▸ **Recorded data**:
════════════════

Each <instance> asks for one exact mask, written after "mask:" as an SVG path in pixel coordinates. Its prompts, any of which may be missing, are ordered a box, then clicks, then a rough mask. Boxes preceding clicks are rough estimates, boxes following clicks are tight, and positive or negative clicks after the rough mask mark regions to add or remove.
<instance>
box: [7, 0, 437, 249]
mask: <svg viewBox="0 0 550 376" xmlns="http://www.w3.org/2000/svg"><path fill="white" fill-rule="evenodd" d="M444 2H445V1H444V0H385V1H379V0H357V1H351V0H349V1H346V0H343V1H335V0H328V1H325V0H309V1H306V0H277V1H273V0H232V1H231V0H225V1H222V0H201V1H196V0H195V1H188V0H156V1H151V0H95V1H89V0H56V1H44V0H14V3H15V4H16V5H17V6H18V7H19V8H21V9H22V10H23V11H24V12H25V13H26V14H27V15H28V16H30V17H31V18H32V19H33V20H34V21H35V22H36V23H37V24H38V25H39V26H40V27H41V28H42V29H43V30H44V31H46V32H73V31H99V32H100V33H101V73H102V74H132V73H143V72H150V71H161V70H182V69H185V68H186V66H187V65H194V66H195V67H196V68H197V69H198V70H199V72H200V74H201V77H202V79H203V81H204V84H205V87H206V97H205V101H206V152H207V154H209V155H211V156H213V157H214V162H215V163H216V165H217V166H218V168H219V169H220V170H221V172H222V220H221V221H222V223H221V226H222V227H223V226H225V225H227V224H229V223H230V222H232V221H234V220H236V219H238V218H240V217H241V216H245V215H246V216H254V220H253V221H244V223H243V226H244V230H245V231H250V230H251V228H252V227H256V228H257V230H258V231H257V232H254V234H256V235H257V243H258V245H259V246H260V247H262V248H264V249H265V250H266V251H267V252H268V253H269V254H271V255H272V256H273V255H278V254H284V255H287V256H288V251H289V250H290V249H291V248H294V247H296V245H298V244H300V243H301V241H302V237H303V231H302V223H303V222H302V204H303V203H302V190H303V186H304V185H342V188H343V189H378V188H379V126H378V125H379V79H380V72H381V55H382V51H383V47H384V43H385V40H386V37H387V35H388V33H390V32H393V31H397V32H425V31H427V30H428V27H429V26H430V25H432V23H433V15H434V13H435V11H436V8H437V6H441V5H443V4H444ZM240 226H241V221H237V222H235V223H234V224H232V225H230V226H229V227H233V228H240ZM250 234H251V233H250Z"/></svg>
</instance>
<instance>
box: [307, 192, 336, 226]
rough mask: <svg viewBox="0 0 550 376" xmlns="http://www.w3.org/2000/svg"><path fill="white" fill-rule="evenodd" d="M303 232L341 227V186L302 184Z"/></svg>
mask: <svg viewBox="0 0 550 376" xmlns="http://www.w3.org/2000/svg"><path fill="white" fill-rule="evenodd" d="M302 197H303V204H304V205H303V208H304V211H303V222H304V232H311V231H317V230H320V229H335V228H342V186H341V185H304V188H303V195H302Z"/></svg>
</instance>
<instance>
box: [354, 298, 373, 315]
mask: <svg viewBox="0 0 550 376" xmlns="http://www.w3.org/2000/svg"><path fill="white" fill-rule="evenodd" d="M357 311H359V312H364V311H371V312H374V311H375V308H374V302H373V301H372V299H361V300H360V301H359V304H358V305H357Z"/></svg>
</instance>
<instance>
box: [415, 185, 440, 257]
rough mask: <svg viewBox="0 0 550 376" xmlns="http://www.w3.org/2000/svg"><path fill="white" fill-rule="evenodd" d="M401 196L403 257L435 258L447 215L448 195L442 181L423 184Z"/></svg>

════════════════

Write out every line of the records above exactly, from start to finish.

Each <instance> asks for one exact mask, written after "mask:" as an SVG path in pixel coordinates. Its prompts, any of which may be missing, are ordered a box, then clicks, then a rough mask. Boxes preceding clicks are rough estimates, boxes following clicks are tight, and positive or negative clicks after the rough mask mark regions to add or remove.
<instance>
box: [7, 0, 437, 249]
mask: <svg viewBox="0 0 550 376" xmlns="http://www.w3.org/2000/svg"><path fill="white" fill-rule="evenodd" d="M444 2H445V1H444V0H385V1H379V0H357V1H351V0H349V1H346V0H343V1H335V0H328V1H325V0H309V1H306V0H277V1H273V0H232V1H231V0H225V1H222V0H201V1H196V0H195V1H188V0H156V1H151V0H95V1H89V0H56V1H44V0H14V3H15V4H16V5H17V6H18V7H19V8H21V9H22V10H23V11H24V12H25V13H26V14H27V15H28V16H30V17H31V18H32V19H33V20H34V21H35V22H36V23H37V24H38V25H39V26H40V27H41V28H42V29H43V30H44V31H46V32H73V31H99V32H100V33H101V73H102V74H132V73H143V72H150V71H161V70H182V69H185V68H186V66H187V65H194V66H195V67H196V68H197V69H198V70H199V72H200V74H201V77H202V79H203V81H204V84H205V87H206V97H205V101H206V152H207V154H209V155H211V156H213V157H214V162H215V163H216V165H217V166H218V168H219V169H220V170H221V172H222V220H221V221H222V223H221V226H222V227H223V226H225V225H227V224H229V223H230V222H232V221H234V220H236V219H238V218H240V217H241V216H245V215H246V216H254V220H253V221H244V223H243V226H244V230H245V231H250V230H251V228H252V227H256V228H257V230H258V231H257V232H254V234H256V235H257V243H258V245H259V246H260V247H262V248H264V249H265V250H266V251H267V252H268V253H269V254H271V255H272V256H273V255H278V254H284V255H287V256H288V251H289V250H290V249H291V248H294V247H296V245H298V244H300V243H301V241H302V237H303V231H302V223H303V222H302V204H303V203H302V190H303V186H304V185H342V188H343V189H378V188H379V126H378V125H379V79H380V72H381V55H382V51H383V47H384V43H385V40H386V37H387V35H388V33H390V32H393V31H397V32H425V31H427V30H428V27H429V26H430V25H432V23H433V15H434V13H435V11H436V8H437V6H441V5H443V4H444ZM240 226H241V221H237V222H235V223H234V224H232V225H230V226H229V227H233V228H240ZM250 234H251V233H250Z"/></svg>
</instance>
<instance>
box: [307, 192, 336, 226]
rough mask: <svg viewBox="0 0 550 376" xmlns="http://www.w3.org/2000/svg"><path fill="white" fill-rule="evenodd" d="M303 232L341 227V186L302 184Z"/></svg>
mask: <svg viewBox="0 0 550 376" xmlns="http://www.w3.org/2000/svg"><path fill="white" fill-rule="evenodd" d="M302 197H303V204H304V205H303V208H304V211H303V222H304V232H311V231H317V230H320V229H335V228H342V186H341V185H304V188H303V195H302Z"/></svg>
</instance>
<instance>
box: [354, 298, 373, 315]
mask: <svg viewBox="0 0 550 376" xmlns="http://www.w3.org/2000/svg"><path fill="white" fill-rule="evenodd" d="M357 311H359V312H364V311H371V312H374V311H375V308H374V302H373V301H372V299H361V300H360V301H359V304H358V305H357Z"/></svg>
</instance>
<instance>
box: [415, 185, 440, 257]
rough mask: <svg viewBox="0 0 550 376" xmlns="http://www.w3.org/2000/svg"><path fill="white" fill-rule="evenodd" d="M401 196L403 257L435 258L447 215L448 195L442 181L423 184Z"/></svg>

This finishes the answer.